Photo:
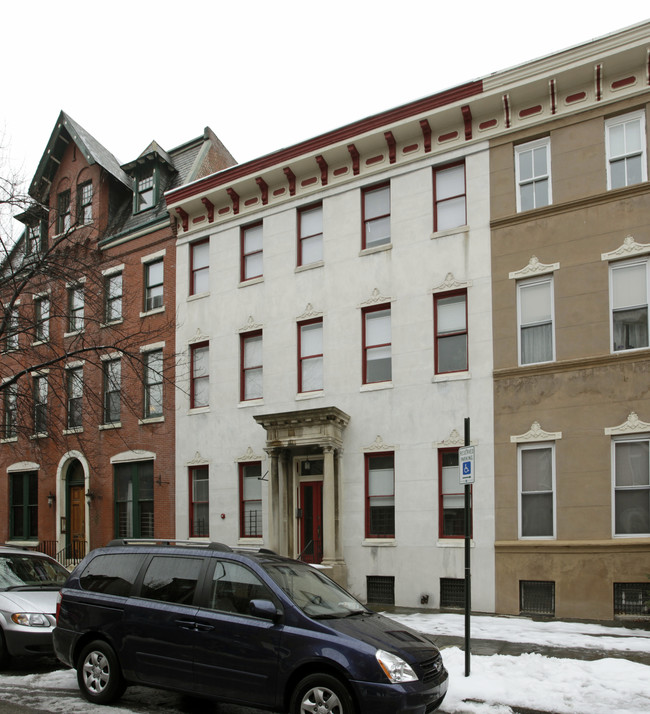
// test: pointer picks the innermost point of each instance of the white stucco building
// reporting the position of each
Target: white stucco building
(334, 311)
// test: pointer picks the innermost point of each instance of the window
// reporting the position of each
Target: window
(452, 496)
(145, 193)
(537, 491)
(380, 496)
(629, 299)
(376, 345)
(200, 267)
(250, 492)
(310, 235)
(376, 216)
(251, 365)
(24, 505)
(75, 396)
(199, 501)
(153, 384)
(63, 212)
(449, 197)
(199, 375)
(75, 308)
(631, 487)
(10, 411)
(626, 150)
(251, 252)
(153, 280)
(535, 306)
(134, 500)
(42, 318)
(112, 382)
(40, 404)
(113, 297)
(533, 174)
(310, 355)
(450, 311)
(85, 202)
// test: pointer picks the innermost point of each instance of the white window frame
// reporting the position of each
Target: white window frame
(519, 151)
(529, 447)
(621, 265)
(546, 278)
(617, 121)
(632, 438)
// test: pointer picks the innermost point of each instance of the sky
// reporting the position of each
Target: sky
(496, 683)
(262, 74)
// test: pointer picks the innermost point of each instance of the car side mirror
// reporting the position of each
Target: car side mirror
(264, 609)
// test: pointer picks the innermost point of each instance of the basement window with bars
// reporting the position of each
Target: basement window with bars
(452, 593)
(537, 597)
(380, 589)
(632, 599)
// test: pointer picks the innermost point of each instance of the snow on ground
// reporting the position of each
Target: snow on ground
(496, 683)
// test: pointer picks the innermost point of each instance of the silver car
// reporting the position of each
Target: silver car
(29, 584)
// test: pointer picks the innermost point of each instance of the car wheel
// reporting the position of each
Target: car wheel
(98, 673)
(321, 693)
(4, 652)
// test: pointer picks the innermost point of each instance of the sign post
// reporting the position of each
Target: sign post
(466, 468)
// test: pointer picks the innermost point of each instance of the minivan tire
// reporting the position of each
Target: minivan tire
(321, 692)
(98, 673)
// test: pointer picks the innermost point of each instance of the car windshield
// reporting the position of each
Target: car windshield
(315, 594)
(24, 572)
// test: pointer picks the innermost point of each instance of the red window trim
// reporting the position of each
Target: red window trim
(364, 347)
(436, 337)
(193, 348)
(190, 473)
(436, 171)
(242, 502)
(302, 359)
(364, 192)
(193, 271)
(244, 255)
(367, 459)
(242, 370)
(302, 237)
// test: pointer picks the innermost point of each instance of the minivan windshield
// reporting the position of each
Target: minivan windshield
(30, 572)
(315, 594)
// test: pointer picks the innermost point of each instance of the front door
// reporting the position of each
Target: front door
(311, 523)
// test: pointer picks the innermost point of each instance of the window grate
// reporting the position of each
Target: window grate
(537, 597)
(632, 599)
(380, 589)
(452, 593)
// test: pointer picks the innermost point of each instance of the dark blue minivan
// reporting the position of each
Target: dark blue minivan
(249, 627)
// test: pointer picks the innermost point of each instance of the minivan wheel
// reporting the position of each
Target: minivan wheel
(321, 694)
(98, 673)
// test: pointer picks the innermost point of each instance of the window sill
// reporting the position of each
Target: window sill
(451, 377)
(73, 430)
(151, 420)
(376, 386)
(309, 266)
(459, 230)
(316, 394)
(114, 425)
(251, 281)
(376, 249)
(155, 311)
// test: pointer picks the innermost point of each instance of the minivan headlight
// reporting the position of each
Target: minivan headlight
(30, 619)
(395, 668)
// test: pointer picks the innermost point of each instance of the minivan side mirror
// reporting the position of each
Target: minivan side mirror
(264, 609)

—————

从含有“the window grate”的那一行起，到记录最后一行为止（首尾两行都包括），把这些行原样重写，请求也要保留，只把答案中每个坐标数值都加上98。其余各行不要写出。

_书面解答_
// test: pointer picks the innermost point of each instance of the window grate
// reporting the position of each
Target: window grate
(635, 695)
(730, 697)
(478, 687)
(550, 691)
// test: pointer picks the innermost point of each instance of the dark blue minivan
// reporting the position of each
Target: dark blue minivan
(347, 725)
// test: pointer picks the innermost point of each instance of the minivan wheel
// reporting the position of each
Target: minivan wheel
(419, 792)
(196, 771)
// test: pointer picks the innermost point of each instance of the window sill
// reporting the position of each
Target: window sill
(549, 475)
(171, 528)
(249, 518)
(474, 484)
(407, 364)
(557, 328)
(414, 492)
(212, 523)
(349, 379)
(474, 347)
(253, 409)
// test: pointer picks the innermost point of each instance of the minivan headlight
// reporting the position of each
Target: minivan headlight
(128, 717)
(493, 766)
// test: pointer picks the innermost point of each instance of the minivan side mirror
// reporting the position of each
Target: minivan side mirror
(362, 707)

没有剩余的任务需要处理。